**What the task asks:** For each line in the data below that has the word "figure", copy that line.

(Records contained in a dataset)
*****

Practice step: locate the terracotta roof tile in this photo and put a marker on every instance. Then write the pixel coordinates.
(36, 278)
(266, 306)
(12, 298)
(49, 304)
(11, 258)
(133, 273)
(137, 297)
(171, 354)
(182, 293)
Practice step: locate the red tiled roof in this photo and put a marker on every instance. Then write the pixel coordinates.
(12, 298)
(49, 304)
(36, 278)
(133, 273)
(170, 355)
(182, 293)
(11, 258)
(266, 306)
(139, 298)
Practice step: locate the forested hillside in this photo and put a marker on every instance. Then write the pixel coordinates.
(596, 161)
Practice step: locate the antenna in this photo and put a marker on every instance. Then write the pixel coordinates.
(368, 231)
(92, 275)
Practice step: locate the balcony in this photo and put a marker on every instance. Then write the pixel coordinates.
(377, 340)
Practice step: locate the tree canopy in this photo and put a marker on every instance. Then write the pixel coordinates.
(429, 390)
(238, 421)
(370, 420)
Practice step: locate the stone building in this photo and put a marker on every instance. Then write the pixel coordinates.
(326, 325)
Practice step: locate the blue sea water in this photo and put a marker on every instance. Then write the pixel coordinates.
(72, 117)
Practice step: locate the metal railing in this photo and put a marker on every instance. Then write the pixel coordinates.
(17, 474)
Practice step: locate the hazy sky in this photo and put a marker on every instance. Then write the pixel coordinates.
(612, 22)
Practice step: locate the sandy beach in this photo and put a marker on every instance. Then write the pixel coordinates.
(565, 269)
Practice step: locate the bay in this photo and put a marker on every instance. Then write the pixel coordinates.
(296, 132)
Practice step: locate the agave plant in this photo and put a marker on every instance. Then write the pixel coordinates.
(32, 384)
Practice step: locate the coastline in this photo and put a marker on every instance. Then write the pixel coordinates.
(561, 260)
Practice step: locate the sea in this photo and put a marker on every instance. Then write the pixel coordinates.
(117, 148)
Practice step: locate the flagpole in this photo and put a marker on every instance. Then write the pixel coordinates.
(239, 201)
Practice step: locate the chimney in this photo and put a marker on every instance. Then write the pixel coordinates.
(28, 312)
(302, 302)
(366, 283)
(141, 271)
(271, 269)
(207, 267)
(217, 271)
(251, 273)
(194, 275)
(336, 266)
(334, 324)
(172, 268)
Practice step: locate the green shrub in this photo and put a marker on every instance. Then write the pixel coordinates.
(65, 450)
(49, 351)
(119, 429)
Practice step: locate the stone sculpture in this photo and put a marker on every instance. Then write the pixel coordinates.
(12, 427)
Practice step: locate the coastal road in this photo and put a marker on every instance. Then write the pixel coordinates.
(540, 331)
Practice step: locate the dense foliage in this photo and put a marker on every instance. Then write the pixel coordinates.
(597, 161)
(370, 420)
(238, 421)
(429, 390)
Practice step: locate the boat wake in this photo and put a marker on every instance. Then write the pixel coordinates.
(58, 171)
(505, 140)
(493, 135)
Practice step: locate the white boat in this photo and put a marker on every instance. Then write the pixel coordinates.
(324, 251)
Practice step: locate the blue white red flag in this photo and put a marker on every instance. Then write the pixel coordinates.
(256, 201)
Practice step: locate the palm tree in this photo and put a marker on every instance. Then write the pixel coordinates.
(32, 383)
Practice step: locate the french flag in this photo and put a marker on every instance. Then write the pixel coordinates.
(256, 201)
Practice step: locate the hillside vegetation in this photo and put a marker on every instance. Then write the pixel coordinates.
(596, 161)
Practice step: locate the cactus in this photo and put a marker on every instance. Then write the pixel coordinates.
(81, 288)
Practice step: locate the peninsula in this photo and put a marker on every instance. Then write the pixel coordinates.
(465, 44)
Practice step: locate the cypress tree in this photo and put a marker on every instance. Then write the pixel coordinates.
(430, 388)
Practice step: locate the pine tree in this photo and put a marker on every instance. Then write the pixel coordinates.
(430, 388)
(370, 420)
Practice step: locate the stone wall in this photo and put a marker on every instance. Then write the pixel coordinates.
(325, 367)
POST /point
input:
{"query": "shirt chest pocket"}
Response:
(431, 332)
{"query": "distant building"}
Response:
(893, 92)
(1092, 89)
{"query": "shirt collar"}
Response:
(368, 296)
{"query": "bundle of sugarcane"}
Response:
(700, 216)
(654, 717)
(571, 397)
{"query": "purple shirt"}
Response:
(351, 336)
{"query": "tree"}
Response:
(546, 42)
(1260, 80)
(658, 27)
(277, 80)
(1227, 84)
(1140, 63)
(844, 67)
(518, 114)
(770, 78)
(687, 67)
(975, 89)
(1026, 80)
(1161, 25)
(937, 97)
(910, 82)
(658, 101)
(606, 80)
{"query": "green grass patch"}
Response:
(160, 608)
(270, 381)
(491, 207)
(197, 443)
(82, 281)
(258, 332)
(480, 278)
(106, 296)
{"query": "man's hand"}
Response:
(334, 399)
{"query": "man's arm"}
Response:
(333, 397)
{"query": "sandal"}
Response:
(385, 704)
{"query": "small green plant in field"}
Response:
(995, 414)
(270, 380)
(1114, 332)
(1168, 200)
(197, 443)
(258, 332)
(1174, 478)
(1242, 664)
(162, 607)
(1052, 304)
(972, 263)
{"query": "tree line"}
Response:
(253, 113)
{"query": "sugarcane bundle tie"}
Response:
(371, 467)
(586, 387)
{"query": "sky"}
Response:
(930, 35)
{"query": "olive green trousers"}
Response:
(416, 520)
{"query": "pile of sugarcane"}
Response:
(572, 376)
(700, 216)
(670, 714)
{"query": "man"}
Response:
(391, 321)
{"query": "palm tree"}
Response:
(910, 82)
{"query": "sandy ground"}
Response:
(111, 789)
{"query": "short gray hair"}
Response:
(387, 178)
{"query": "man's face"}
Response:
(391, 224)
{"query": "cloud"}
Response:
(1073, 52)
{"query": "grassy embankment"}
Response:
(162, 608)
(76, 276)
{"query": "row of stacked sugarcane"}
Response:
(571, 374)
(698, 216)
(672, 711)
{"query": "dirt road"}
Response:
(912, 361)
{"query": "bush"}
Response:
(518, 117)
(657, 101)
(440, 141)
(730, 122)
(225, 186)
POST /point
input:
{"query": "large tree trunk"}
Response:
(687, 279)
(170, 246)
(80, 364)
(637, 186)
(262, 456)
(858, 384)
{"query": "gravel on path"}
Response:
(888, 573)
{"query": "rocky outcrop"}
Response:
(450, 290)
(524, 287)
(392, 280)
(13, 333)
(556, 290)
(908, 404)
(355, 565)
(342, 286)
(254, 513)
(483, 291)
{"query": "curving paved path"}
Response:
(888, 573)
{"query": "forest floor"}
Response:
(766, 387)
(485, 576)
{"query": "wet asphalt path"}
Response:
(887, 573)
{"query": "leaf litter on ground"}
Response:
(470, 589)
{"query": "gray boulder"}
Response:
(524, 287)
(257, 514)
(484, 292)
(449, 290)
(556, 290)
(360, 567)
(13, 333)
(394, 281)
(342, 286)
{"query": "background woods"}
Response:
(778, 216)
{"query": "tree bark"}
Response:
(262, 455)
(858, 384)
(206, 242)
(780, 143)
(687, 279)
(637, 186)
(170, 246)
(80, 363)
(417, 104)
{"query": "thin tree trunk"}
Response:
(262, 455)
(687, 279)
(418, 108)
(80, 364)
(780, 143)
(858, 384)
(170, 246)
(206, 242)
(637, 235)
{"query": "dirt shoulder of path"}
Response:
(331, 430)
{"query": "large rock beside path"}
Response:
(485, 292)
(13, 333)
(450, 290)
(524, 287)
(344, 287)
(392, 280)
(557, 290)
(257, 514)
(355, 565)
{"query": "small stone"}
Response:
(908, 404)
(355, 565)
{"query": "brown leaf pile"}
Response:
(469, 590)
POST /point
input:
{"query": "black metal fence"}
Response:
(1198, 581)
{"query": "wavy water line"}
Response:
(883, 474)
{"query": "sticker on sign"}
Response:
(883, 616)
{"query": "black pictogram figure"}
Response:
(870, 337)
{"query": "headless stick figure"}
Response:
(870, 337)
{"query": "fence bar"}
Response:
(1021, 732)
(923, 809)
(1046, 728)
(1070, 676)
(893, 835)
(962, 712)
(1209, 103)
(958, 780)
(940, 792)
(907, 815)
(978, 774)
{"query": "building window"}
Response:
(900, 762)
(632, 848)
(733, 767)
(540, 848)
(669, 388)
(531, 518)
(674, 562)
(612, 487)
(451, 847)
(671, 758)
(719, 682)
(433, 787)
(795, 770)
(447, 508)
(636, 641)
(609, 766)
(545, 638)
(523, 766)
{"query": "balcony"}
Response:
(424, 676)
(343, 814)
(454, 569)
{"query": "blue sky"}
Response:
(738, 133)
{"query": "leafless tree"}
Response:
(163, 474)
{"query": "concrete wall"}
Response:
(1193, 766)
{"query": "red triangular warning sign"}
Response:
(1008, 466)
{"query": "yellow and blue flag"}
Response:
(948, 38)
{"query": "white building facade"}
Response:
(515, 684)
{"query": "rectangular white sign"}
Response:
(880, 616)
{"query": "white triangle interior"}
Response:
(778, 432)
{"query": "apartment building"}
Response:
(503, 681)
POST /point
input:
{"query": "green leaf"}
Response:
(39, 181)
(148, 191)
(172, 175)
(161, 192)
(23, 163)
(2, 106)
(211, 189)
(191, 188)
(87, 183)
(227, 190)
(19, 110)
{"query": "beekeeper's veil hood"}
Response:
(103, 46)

*****

**Response:**
{"query": "black pictogram figure"}
{"query": "headless stick figure"}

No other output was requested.